───── Metin parçası

İnkâr eden, aslında sadece bir gerçeği değil, kendi kendini de yok sayar. Görmediğini değiştiremez. Görmediğini iyileştiremez. Görmediğini kabullenemez. Yüzleşmeyen insan, taşıdığı acıyı içinde tutamaz; o acı başka insanlara yansır. Birini kırarak, birini küçümseyerek, birini inciterek kendi yarasını görünür kılar.
Kaçan ise bastırır. Bastırdığını sandığı şey aslında hiç susmaz; yalnızca derine gömülür. Ve zamanı gelince aynı döngüyü tekrar tekrar yaşatır. Farklı yüzlerde, farklı hikâyelerde, aynı acının tekrarı…
Oysa görmek cesaret ister. Yüzleşmek irade ister. Değişmek ise yeniden doğmak gibidir. Kolay değildir. Çünkü insanı en çok kendi aynası korkutur. Başkalarının yargısından kaçabiliriz, ama kendi içimizdeki o sessiz hakikatten kaçış yoktur.
Hayat, bize tekrar tekrar aynı sınavı getiriyorsa, demek ki görmediğimiz bir şey vardır. Hep aynı döngü, hep aynı acı, hep aynı hayal kırıklığı… Ta ki biz cesaret edip o aynaya bakana kadar.

──────────
───── Eldeki veriler

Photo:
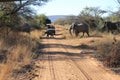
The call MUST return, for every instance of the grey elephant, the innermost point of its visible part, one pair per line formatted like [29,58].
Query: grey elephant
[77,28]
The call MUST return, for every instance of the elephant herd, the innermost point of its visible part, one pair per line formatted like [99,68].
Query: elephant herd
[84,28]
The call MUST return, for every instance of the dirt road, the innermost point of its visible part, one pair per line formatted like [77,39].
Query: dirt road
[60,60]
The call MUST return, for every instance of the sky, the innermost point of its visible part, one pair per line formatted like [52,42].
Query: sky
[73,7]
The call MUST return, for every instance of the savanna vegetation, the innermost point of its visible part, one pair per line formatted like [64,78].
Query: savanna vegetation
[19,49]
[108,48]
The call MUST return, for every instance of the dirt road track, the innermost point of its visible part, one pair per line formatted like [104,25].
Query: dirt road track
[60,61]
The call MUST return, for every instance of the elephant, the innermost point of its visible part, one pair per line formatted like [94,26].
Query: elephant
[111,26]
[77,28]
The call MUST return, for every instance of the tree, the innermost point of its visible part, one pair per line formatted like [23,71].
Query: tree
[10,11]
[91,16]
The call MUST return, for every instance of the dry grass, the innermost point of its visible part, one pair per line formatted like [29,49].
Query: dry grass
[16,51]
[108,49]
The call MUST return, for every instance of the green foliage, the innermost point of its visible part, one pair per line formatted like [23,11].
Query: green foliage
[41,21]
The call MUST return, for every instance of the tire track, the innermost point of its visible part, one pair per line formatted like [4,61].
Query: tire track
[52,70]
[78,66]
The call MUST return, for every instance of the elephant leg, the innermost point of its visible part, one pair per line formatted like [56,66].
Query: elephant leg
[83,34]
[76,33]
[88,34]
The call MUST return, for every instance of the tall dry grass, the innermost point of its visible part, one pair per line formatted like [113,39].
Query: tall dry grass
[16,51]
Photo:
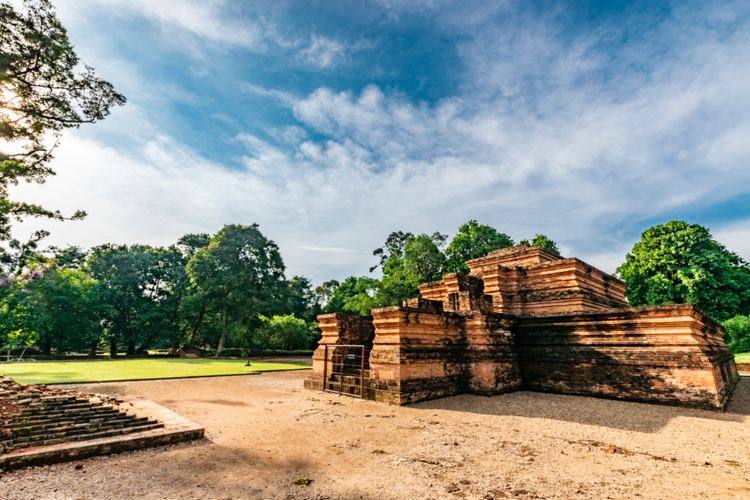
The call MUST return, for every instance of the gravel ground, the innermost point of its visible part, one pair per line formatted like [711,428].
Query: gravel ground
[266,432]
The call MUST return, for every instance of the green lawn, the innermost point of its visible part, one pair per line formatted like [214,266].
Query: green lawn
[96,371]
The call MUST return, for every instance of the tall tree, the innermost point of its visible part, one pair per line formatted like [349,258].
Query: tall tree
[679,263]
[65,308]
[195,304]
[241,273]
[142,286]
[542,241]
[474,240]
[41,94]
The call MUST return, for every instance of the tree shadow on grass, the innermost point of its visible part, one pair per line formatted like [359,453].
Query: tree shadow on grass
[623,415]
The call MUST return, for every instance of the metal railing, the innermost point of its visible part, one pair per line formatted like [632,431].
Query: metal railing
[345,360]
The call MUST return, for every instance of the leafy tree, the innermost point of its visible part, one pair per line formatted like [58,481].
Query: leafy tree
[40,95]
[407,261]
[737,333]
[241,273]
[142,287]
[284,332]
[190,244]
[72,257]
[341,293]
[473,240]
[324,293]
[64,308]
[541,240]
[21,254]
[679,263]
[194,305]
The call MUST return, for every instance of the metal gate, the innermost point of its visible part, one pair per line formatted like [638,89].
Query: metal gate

──────────

Yapılacak işler:
**a)** Metin parçasında "hep aynı" sözlerinin ardından sıralanan şeylerin hepsini yazın.
**b)** Kayıtlarda "The call MUST return, for every instance of the dry" ifadesini içeren satırdan kayıtların sonuna kadar uzanan satırları, iki uç da dahil olmak üzere aynen yeniden yazın. Resimleri yanıtınıza almayın.

Beklenen yanıtlar:
**a)** Döngü, acı, hayal kırıklığı

**b)**
The call MUST return, for every instance of the dry grass, the innermost point of its visible part, one pair per line formatted like [29,49].
Query: dry grass
[16,51]
[108,49]
The call MUST return, for every instance of the green foliage, the innermost point of its visible part, one pair per line formatted like [23,11].
Query: green foliage
[41,21]
The call MUST return, for every instance of the tire track, the innermost point of its visible part, one pair per line formatted like [4,61].
Query: tire track
[52,70]
[78,66]
The call MUST return, for every instance of the elephant leg, the innermost point of its visible part, one pair per line formatted like [56,66].
Query: elephant leg
[83,34]
[76,33]
[88,34]
The call MUST return, for every instance of the tall dry grass, the innermost point of its visible part, one pair per line formatted like [113,39].
Query: tall dry grass
[16,51]
Photo:
The call MUST return, for every instance of the gravel ground, the innermost point of its visible part, one pair per line formatted like [711,428].
Query: gravel ground
[266,432]
The call MUST return, for every instance of the green lawn, the innermost point of its visible part, one pair per line formatted like [214,266].
Query: green lawn
[96,371]
The call MUST return, for every instance of the tall tree, the innermost point of its visible part, one pair per line formatted like [349,258].
Query: tall tree
[679,263]
[65,308]
[195,304]
[241,273]
[142,286]
[542,241]
[474,240]
[41,94]
The call MUST return, for every instance of the tree shadow on grass, the innermost point of its visible part, one pair per line formatted like [359,453].
Query: tree shadow on grass
[623,415]
The call MUST return, for every instance of the metal railing, the innermost point of its visible part, one pair per line formatted like [632,431].
Query: metal railing
[345,360]
The call MUST return, for every instance of the leafy tree, the innermost point of its visible part, one pair per line formatted like [58,481].
Query: leafy tree
[40,95]
[407,261]
[737,333]
[241,273]
[142,287]
[284,332]
[190,244]
[72,257]
[341,293]
[473,240]
[324,293]
[64,308]
[541,240]
[21,254]
[679,263]
[194,305]
The call MUST return, for every instance of the metal gate, the innermost point of its visible part, one pair per line formatted like [638,89].
Query: metal gate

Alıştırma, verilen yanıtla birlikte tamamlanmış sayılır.